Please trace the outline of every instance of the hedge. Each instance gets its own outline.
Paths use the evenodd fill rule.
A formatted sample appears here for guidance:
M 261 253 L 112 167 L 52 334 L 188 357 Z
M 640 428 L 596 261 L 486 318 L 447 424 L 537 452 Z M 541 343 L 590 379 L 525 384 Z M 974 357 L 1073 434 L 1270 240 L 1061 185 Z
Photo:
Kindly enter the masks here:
+++
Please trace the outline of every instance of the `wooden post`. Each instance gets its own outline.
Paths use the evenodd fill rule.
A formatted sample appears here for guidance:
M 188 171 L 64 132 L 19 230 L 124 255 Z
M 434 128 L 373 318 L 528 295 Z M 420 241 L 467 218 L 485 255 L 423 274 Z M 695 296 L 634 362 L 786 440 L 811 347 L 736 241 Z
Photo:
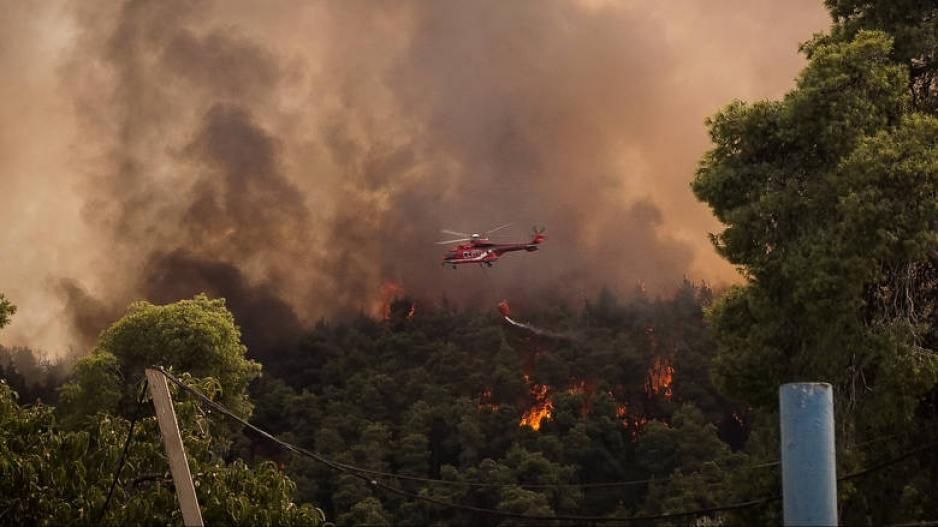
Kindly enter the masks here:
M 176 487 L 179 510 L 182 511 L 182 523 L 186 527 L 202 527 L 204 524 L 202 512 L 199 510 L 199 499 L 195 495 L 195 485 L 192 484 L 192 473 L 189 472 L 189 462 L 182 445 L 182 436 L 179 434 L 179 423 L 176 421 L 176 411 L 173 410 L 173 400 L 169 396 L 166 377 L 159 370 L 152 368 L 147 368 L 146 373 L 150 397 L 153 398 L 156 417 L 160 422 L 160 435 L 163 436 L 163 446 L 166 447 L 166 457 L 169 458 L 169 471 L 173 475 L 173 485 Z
+++
*PROBLEM DESCRIPTION*.
Filter the entries and keep only the lines holding "trace".

*RESPONSE FOR THIS EXERCISE*.
Please trace the outline of every instance of the hedge. Each instance gets its own outline.
Please trace the outline of every instance of the `wooden post`. Each instance gets its own outline.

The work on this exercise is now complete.